TAREFAS:
A) Com base no texto sobre a falência da Encol, explique por que a própria gestão da massa falida é apontada como a única ganhadora da eficiência na formação do caixa.
B) Prossiga com o texto sobre a falência da Encol, a partir da última frase apresentada.

TEXTO DE LEITURA:
┌──

A Encol S/A, que já foi considerada uma das maiores construtoras da América Latina, faliu em 1999. A expectativa de todos os credores (trabalhistas, fornecedores e tributários) era que, liquidados os ativos, os recursos do caixa da massa falida fossem rateados para pagar dívidas trabalhistas. Caso sobrassem recursos, os demais credores seriam contemplados, como preconiza a lei. Todavia, 24 anos depois, a massa falida acumulou um caixa que ultrapassa R$ 220 milhões e pagou cerca de 40% a 50% do que os ex-trabalhadores tinham direito.
Esse caixa foi construído por meio de leilões dos bens da Encol e ações indenizatórias. Mas o resultado dessa eficiência só tem um ganhador: a própria gestão da massa. Afinal, aplicados no mercado financeiro, os recursos geram rendimentos para os administradores da massa falida, que recebem 5% dos ganhos, conforme a legislação.
Por outro lado, se o caminho for a quitação dos créditos trabalhistas pendentes, dá-se por concluída a falência — trabalhadores recebem, gestores ficam sem rendimentos e viramos essa página da história. Essa constatação talvez explique o desinteresse em por fim ao caso. O atual síndico já recebeu em torno de R$ 6,5 milhões como remuneração, desde 2018; o anterior ganhou R$ 30 milhões ao longo de 15 anos.
Há que se considerar também questões processuais que contribuíram para o adiamento de um desfecho dessa causa. Ação revisional de 2015, por exemplo, determinou que fossem reclassificados os credores para quitação dos créditos em aberto. Como resultado, milhares de ex-trabalhadores entraram novamente na Justiça com ações revisionais para buscar a parte anterior, indevidamente cortada.

└──

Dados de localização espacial

┌──

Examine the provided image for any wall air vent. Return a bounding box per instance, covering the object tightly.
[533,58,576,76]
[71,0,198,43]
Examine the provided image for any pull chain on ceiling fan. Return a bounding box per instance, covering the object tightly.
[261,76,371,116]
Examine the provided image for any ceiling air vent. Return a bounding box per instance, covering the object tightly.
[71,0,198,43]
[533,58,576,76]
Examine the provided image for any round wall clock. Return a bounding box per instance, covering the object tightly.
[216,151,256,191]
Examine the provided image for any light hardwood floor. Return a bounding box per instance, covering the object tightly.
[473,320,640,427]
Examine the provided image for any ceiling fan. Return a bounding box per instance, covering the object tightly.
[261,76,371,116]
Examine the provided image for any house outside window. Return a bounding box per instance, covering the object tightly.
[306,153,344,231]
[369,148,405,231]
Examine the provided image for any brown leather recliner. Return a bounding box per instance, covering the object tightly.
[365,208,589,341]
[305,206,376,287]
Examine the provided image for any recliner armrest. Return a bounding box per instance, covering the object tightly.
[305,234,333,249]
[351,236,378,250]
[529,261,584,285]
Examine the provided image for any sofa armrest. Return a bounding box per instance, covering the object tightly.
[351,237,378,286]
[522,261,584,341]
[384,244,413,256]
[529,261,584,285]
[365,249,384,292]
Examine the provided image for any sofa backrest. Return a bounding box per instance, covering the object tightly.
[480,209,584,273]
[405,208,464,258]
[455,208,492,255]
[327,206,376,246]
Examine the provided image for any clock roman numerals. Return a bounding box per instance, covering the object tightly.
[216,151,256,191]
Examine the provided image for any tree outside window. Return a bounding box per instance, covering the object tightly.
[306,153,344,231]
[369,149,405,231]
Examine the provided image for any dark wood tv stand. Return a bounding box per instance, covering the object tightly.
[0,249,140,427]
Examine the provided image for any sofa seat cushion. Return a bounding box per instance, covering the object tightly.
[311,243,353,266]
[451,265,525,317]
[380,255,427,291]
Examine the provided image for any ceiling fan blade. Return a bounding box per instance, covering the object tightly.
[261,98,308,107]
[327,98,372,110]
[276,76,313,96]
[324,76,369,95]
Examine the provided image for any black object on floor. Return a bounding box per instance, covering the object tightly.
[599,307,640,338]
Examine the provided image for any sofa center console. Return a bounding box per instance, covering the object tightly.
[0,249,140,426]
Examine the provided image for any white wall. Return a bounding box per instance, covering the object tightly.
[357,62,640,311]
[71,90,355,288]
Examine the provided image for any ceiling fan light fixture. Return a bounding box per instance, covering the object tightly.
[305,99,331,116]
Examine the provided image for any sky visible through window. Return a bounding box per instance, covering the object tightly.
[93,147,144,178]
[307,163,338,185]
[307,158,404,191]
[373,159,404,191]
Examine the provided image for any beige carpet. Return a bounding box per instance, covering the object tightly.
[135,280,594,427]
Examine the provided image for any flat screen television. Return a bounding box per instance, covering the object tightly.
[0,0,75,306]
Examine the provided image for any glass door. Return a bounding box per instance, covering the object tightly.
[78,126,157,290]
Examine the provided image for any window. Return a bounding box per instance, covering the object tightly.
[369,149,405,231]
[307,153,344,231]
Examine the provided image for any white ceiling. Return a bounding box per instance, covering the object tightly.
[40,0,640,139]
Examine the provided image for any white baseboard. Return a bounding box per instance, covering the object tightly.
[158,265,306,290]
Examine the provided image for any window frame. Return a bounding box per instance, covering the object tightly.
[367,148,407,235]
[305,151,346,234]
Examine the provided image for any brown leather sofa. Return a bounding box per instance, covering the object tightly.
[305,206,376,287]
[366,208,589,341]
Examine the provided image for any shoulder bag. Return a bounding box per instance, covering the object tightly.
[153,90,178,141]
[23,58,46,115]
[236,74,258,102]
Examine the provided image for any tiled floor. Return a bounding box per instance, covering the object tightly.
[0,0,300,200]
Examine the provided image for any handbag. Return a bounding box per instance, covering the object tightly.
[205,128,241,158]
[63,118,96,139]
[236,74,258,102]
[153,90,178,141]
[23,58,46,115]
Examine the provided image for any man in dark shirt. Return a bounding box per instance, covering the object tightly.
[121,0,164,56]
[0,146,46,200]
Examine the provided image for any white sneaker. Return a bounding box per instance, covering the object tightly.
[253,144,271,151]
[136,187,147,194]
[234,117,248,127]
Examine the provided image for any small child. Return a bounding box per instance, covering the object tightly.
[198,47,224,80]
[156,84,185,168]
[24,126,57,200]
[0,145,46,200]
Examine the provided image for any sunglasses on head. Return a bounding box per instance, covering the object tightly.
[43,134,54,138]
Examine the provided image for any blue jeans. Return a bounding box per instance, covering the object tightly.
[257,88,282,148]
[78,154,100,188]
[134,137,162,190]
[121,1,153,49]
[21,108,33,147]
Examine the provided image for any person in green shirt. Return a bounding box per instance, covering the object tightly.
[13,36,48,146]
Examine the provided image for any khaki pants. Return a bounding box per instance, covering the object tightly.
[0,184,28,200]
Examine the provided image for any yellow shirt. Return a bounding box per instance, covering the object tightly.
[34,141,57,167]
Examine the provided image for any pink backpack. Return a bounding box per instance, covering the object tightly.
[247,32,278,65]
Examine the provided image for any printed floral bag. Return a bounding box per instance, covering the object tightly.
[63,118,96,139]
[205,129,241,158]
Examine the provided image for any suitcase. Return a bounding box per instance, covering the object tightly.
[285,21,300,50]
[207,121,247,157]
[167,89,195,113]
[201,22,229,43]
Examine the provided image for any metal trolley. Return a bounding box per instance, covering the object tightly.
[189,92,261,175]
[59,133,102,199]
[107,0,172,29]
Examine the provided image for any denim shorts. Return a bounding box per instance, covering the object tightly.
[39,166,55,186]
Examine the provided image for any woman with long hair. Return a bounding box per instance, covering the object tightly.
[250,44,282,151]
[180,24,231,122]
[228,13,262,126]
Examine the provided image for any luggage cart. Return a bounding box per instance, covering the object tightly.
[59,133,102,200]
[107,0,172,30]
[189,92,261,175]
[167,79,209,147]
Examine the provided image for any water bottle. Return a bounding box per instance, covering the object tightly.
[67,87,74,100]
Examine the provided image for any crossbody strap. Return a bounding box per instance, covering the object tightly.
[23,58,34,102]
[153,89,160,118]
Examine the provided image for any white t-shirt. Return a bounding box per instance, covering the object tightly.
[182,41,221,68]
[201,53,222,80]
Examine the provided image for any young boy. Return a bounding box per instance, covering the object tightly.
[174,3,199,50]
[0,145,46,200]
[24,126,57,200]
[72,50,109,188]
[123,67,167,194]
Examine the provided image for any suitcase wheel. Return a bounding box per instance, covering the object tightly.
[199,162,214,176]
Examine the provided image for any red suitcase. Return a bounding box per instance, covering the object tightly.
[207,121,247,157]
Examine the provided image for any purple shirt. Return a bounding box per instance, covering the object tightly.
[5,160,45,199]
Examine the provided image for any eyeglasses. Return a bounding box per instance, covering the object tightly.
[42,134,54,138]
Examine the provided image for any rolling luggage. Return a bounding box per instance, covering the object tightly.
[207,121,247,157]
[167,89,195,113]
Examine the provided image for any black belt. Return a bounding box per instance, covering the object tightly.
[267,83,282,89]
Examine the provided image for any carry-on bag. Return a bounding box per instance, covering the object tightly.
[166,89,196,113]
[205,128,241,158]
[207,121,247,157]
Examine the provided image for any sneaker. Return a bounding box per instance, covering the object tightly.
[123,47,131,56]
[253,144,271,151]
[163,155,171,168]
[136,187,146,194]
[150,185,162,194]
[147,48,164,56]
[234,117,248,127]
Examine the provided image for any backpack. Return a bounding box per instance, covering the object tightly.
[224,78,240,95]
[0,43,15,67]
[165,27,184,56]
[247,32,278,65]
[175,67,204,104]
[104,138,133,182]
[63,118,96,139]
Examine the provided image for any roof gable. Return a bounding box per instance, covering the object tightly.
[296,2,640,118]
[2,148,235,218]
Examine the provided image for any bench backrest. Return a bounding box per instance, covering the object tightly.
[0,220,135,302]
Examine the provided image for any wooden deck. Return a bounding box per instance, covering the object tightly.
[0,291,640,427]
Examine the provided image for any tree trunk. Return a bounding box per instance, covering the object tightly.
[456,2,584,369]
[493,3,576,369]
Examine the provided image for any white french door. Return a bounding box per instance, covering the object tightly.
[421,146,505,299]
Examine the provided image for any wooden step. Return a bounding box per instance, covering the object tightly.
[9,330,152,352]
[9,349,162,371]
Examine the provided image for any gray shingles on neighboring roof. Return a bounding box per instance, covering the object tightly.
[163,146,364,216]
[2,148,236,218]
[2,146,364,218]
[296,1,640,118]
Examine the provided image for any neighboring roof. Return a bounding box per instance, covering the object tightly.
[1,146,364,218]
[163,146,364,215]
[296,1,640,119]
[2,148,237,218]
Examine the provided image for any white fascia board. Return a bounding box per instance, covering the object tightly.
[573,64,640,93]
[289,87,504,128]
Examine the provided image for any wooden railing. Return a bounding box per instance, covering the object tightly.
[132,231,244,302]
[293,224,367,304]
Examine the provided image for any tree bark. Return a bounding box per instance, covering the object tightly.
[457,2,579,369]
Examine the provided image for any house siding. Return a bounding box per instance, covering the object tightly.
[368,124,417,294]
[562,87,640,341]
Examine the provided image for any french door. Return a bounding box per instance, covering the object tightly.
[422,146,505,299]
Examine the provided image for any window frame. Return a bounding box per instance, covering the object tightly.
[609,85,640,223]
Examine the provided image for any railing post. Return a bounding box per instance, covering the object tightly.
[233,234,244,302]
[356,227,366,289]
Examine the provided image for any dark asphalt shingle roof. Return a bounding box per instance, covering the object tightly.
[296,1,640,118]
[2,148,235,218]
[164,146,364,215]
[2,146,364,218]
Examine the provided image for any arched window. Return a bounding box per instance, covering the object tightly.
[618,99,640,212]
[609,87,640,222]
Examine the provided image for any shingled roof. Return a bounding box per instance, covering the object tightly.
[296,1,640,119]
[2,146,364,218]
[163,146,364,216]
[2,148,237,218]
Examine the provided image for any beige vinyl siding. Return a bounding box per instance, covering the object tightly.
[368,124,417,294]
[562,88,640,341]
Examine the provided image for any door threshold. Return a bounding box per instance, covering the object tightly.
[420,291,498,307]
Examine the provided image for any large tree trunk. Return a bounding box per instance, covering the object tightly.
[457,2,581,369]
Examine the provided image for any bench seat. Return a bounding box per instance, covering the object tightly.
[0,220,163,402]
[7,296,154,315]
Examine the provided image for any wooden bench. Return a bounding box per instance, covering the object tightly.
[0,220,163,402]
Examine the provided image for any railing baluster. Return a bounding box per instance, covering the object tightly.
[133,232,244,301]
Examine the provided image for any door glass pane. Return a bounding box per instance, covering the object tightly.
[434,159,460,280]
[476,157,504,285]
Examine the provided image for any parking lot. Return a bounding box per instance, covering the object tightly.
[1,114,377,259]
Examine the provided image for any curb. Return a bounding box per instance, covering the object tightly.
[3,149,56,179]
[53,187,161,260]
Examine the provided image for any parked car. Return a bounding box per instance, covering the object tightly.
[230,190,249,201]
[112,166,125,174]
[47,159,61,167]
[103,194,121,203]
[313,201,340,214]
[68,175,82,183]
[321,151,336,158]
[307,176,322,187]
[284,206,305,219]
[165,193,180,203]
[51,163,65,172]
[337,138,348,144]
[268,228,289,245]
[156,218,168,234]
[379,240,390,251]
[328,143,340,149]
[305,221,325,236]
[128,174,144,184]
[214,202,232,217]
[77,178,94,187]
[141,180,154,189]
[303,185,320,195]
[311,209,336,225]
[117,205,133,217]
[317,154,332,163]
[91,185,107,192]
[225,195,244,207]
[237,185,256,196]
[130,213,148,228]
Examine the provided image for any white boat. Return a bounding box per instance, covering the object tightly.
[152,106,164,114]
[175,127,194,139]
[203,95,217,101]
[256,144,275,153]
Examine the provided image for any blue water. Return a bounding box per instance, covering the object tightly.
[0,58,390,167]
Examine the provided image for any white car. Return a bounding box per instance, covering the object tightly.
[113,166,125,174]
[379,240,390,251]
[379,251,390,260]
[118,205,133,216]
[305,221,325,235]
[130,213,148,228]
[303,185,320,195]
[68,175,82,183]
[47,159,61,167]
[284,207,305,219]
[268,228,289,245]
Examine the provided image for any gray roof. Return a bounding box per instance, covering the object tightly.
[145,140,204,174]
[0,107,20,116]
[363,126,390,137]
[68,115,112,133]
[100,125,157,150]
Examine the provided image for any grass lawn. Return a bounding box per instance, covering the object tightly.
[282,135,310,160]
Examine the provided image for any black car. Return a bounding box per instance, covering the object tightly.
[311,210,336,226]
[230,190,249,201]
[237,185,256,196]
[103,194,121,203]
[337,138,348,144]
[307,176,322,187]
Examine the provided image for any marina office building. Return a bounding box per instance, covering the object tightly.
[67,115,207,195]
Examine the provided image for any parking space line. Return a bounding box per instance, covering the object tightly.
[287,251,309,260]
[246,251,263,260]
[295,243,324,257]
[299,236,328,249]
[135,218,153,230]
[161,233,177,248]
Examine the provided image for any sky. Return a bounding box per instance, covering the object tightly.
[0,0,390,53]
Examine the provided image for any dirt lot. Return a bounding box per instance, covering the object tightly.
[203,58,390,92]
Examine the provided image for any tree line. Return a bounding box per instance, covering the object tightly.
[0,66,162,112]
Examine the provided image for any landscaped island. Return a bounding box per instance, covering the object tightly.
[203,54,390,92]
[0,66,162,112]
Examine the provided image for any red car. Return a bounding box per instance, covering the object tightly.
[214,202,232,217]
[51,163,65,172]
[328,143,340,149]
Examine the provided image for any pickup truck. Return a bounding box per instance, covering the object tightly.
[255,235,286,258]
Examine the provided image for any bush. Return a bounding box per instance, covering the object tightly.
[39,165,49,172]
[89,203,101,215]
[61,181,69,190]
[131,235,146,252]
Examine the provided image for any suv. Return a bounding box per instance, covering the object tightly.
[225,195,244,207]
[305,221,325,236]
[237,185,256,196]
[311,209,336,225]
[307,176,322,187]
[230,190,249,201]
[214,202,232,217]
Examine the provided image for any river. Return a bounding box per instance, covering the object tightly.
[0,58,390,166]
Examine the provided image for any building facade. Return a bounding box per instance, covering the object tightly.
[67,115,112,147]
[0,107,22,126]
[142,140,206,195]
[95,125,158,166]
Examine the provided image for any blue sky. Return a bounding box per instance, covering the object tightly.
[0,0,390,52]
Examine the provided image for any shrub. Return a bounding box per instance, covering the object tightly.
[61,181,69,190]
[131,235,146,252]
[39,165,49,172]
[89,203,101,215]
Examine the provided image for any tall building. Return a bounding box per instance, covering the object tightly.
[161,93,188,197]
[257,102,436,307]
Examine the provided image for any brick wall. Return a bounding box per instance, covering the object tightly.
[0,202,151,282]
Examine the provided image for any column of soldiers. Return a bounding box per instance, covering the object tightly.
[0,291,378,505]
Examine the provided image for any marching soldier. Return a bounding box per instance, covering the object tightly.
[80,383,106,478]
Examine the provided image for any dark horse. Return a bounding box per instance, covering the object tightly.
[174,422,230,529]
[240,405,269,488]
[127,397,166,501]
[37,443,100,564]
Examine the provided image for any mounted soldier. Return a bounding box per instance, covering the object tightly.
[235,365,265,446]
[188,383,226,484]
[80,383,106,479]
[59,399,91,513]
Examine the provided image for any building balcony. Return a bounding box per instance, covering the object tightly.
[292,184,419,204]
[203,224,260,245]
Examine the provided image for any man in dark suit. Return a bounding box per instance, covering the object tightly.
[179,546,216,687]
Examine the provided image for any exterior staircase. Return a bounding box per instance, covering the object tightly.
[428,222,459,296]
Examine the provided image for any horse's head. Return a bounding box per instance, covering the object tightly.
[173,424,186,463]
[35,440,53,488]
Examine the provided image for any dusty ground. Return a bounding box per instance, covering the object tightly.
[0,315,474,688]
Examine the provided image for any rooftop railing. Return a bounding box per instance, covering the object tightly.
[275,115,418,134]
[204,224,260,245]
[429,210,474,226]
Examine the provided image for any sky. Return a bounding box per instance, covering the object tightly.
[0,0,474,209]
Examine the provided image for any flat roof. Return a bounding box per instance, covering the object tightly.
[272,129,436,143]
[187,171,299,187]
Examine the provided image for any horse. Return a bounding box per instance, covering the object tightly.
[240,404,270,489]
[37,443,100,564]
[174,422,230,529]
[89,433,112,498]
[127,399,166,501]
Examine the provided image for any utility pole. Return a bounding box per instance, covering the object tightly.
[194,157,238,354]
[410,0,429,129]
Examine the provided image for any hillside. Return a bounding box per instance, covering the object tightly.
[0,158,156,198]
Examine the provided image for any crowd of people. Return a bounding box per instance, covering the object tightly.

└──

RESULTADOS DO EXERCÍCIO:
A) Os recursos do caixa ficam aplicados no mercado financeiro e geram rendimentos. Conforme a legislação, os administradores da massa falida recebem 5% desses ganhos.

B)
Em 2019, a Corte Especial do Tribunal de Justiça de Goiás (TJ-GO) aplicou o INPC (Índice Nacional de Preços ao Consumidor), do IBGE, como índice de correção dos créditos. O atual síndico recorreu dessa decisão para manter a correção pela TR (taxa referencial). Em março de 2022, o STJ (Superior Tribunal de Justiça) decidiu em favor dos ex-funcionários ao determinar a correção pelo INPC.
Diante disso, a expectativa era que, enfim, o processo falimentar estivesse próximo ao desfecho. Nada! Em novembro de 2022, nova decisão da Justiça determinou o reinício dos pagamentos, mas agora em “duas etapas”, condicionando o início da segunda à quitação integral dos credores da primeira. A decisão, entretanto, não apontou critérios objetivos que determinassem o fim de uma fase e o início da subsequente.
O pagamento da primeira etapa pode demorar anos ou até décadas para ser concluído, pois se algum credor não comparecer para receber ou não buscar seus direitos, isso impedirá o início da segunda etapa. Mais ainda: a Justiça determinou que os credores receberão, na primeira etapa, um teto de até R$ 25 mil. Os que têm valores superiores a essa faixa, como é o meu caso, ficariam para a segunda e receberiam no máximo de 42,44% do saldo remanescente.
Ora, entendemos que essa decisão fere o princípio da isonomia positivado no artigo 5º da nossa Constituição, assertivo ao dispor que todos são iguais perante a lei, sem distinção de qualquer natureza.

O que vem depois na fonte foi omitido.